§ PROVIDED PASSAGE:
Reference numerals 37 and 38 show an operating bar for the electromagnetic plunger 36 and a coupling lever pivoted on the base stand 1, respectively. One end of the coupling lever 38 is coupled to the operating bar 37, and the other end of which is coupled to an arm 40 of a T-link 39 to be described later. The T-link has three arms 40, 41 and 42 and is pivoted on the base stand 1 at its center portion. At the forward end of the arm 41 is formed a feed claw 41a which engages a ratchet 43 fixed to the support shaft 6 of the paper feed roller 5. When the operating bar 37 of the electromagnetic plunger 36 is operated in the direction of arrow "A" in FIG. 5, the arm 41 is turned in the direction of arrow "B" through the coupling lever 38 to rotate the support shaft 6 by the desired angle. As illustrated in FIG. 5, the roller 5 mounted on the support shaft 6 abuts upon a follower roller 44 mounted on the base stand 1 through the paper 25 and feeds the paper 25 in the direction of arrow "C" as the support shaft 6 is rotated. Since the paper 25 is loaded at the under portion of the base stand 1 in the folded condition, it will be led out between the roller 5 and the follower roller 44 through an elongated slit (not shown) in the base stand 1. In FIG. 5, the follower roller 44 is always biased by means of a coil spring 45 in the direction of arrow "D".

As is clearly seen in FIGS. 1 and 6, the take-up drum 28 is rotatably pivoted on a pole brace 46 fixed to the base stand 1 and includes a take-up portion 47 for the rope 29, an abutting portion 48 for the change-over arm 26, a stepped portion 49 coupled to the abutting portion 48, and a ratchet 50 coupled to the stepped portion 49. One end of the rope 29 is fixed to the take-up portion 47, and the other end of which is coupled to the carriage 10. The tractive force of the coil spring 27 is also applied to the take-up drum 28 by way of the carriage 10, so that the drum 28 is always pulled in the counterclockwise direction in FIG. 1. A projection 26a at one end of the change-over arm 26 pivotably mounted on the base stand 1 abuts upon the abutting portion 48 (Refer to FIG. 7). The projection 26a is constructed to engage into a concave portion 48a disposed on the abutting portion 48, when the type wheel 8 is located at the start position for shifting.

A release arm 51 is pivotably mounted at its middle portion on the base stand 1 and has one end located at the stepped portion 49. The other end 50a of the release arm 51 abuts on the arm 42 and only when the arm 42 is being rotated said one end of the release arm 51 abuts on the feed lever 21 and a detention claw 52.

In addition, the ratchet 50 engages the forward end of the feed lever 21 pivotably mounted on the shaft for the change-over arm 26 and the detention claw 52 pivotably mounted on the shaft for the release arm 51 (Refer to FIGS. 6 and 7).

The operation of the printer according to the preferred embodiment will be hereinafter explained by mainly referring to FIGS. 7-13.

§ GIVEN INFORMATION:
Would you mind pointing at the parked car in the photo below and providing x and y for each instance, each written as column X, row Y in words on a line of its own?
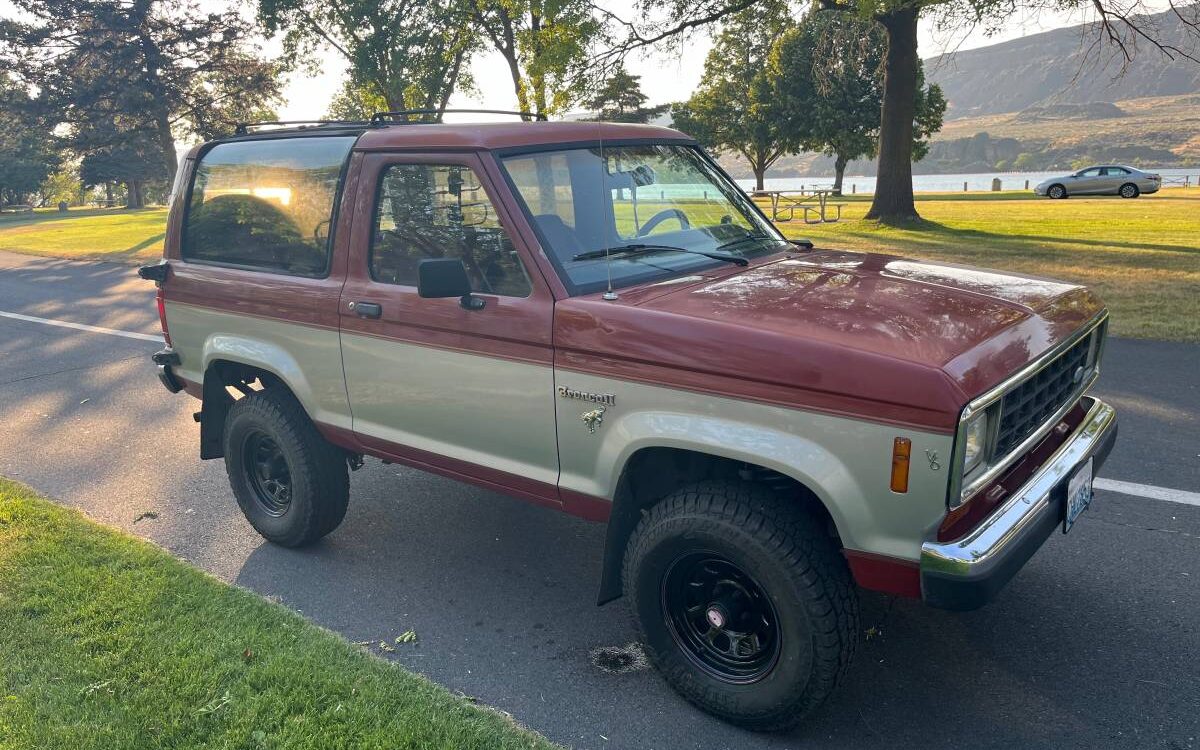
column 594, row 318
column 1110, row 180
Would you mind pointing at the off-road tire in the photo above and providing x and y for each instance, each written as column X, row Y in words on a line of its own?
column 798, row 565
column 319, row 490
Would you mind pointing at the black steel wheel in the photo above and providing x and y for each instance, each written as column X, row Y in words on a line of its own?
column 292, row 484
column 743, row 601
column 720, row 617
column 268, row 473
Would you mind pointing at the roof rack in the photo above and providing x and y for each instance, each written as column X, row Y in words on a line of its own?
column 383, row 118
column 244, row 129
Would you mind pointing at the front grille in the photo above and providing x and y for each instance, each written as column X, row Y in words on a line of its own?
column 1030, row 405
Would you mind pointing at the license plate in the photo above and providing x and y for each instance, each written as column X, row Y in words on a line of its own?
column 1079, row 495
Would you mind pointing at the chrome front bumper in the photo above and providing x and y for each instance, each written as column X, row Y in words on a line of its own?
column 967, row 573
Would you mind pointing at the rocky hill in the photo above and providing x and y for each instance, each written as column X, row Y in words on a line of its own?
column 1062, row 67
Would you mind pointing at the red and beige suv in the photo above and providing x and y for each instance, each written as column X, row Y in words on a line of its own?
column 593, row 317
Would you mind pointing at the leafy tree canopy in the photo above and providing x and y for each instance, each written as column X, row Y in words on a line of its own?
column 826, row 79
column 545, row 45
column 130, row 77
column 733, row 111
column 413, row 54
column 619, row 99
column 27, row 150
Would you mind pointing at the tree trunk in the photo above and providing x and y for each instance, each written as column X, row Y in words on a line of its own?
column 133, row 197
column 760, row 173
column 153, row 76
column 839, row 172
column 893, row 186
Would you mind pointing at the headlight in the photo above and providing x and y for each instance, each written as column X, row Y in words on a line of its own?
column 976, row 442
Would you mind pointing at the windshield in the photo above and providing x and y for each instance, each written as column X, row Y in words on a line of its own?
column 631, row 209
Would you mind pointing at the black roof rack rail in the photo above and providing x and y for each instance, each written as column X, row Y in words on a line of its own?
column 243, row 129
column 383, row 118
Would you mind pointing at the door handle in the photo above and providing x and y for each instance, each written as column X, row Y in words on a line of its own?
column 367, row 310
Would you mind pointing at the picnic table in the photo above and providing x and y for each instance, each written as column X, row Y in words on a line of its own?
column 811, row 201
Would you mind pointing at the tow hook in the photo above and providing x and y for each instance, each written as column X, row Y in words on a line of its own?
column 166, row 359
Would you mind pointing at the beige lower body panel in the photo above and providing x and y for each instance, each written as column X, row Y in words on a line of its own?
column 307, row 358
column 845, row 462
column 481, row 409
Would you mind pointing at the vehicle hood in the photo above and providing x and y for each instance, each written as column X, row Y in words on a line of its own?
column 867, row 331
column 1049, row 181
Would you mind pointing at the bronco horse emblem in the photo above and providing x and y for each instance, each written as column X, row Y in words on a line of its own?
column 593, row 419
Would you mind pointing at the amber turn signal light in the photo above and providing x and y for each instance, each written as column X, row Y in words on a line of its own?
column 901, row 449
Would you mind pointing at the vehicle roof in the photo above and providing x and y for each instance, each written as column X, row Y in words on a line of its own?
column 487, row 136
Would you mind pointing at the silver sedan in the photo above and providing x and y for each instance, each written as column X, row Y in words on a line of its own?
column 1109, row 180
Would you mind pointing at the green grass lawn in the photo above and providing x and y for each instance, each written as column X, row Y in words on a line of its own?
column 108, row 234
column 1141, row 256
column 107, row 642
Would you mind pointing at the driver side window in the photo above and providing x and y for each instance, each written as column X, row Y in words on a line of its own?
column 442, row 211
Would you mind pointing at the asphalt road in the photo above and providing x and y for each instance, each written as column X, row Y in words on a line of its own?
column 1095, row 643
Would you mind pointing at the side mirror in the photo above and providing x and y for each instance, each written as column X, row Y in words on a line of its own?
column 441, row 277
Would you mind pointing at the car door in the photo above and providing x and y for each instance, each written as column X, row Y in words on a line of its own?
column 1116, row 177
column 466, row 393
column 1086, row 181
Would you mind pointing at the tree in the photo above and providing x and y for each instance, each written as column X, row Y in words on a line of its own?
column 619, row 99
column 409, row 53
column 28, row 155
column 1121, row 28
column 133, row 165
column 545, row 45
column 733, row 108
column 826, row 81
column 162, row 67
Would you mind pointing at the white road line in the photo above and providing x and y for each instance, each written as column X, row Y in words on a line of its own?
column 1111, row 485
column 1149, row 491
column 82, row 327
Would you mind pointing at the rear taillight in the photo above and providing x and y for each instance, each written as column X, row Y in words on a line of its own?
column 162, row 316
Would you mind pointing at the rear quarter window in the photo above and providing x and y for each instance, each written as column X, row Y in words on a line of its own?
column 265, row 204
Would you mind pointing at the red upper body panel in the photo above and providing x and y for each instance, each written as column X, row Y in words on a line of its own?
column 863, row 335
column 487, row 136
column 869, row 336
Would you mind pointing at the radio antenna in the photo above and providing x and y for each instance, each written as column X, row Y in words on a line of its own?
column 605, row 197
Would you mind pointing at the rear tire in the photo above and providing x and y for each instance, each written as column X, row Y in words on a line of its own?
column 292, row 484
column 743, row 601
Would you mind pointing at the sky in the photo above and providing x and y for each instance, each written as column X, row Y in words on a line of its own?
column 666, row 77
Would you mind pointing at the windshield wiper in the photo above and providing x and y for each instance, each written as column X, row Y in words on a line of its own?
column 753, row 235
column 639, row 249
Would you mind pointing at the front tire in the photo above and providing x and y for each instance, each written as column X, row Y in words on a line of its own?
column 743, row 603
column 292, row 485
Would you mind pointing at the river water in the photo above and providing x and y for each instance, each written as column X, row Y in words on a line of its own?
column 953, row 183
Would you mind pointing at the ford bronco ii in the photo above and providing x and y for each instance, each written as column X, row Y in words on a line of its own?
column 593, row 317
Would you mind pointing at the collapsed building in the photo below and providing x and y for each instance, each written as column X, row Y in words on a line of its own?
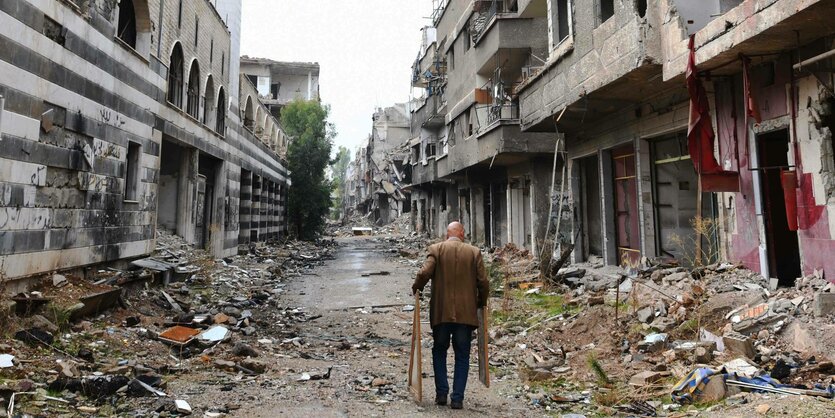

§ REQUIREMENTS:
A) Answer these from the printer mechanism description:
(i) What does the feed claw 41a engage?
(ii) What biases the follower roller 44, and in which direction?
(iii) What is the take-up drum 28 pivoted on?
B) Write the next part of the printer mechanism description, picking up after its last sentence.

§ THE REPLIES:
A)
(i) The ratchet 43 fixed to the support shaft 6 of the paper feed roller 5.
(ii) A coil spring 45, in the direction of arrow "D".
(iii) A pole brace 46 fixed to the base stand 1.

B)
In FIG. 7 which is illustrating the condition of printing mechanism before operation, the carriage 10 is pulled by the coil spring 27 and abuts on a stopper 53 to position the type wheel 8 so as not to face the hammer head 19a. The take-up drum 28 coupled to the carriage 10 by way of the rope 29 is stopped in such manner that the projection 26a of the change-over arm 26 engages the concave portion 48a in the abutting portion 48. In other words, the seesaw type lever 20 pivoted on the operating lever 17 for the first electromagnetic plunger 15 is being pulled in the direction of arrow "E" in FIG. 7 by means of a spring (not shown) to turn in the direction of arrow "F" the change-over arm 26 abutting on the cam portion 20b located on one end of the lever 20. Thus, the projection 26a in the change-over arm 26 is in engagement with the concave portion 48a, and the cam portion 20a located on the other end of the seesaw type lever 20 is in engagement with the pin 22a in the rotating lever 22. In addition, the feed lever 21 and the detention claw 52 which are to engage in the ratchet 50 of the take-up drum 28 are being pulled toward the ratchet 50 by means of respective springs (not shown) and will repeat the engagement and disengagement with its tooth portion as the ratchet 50 is rotated.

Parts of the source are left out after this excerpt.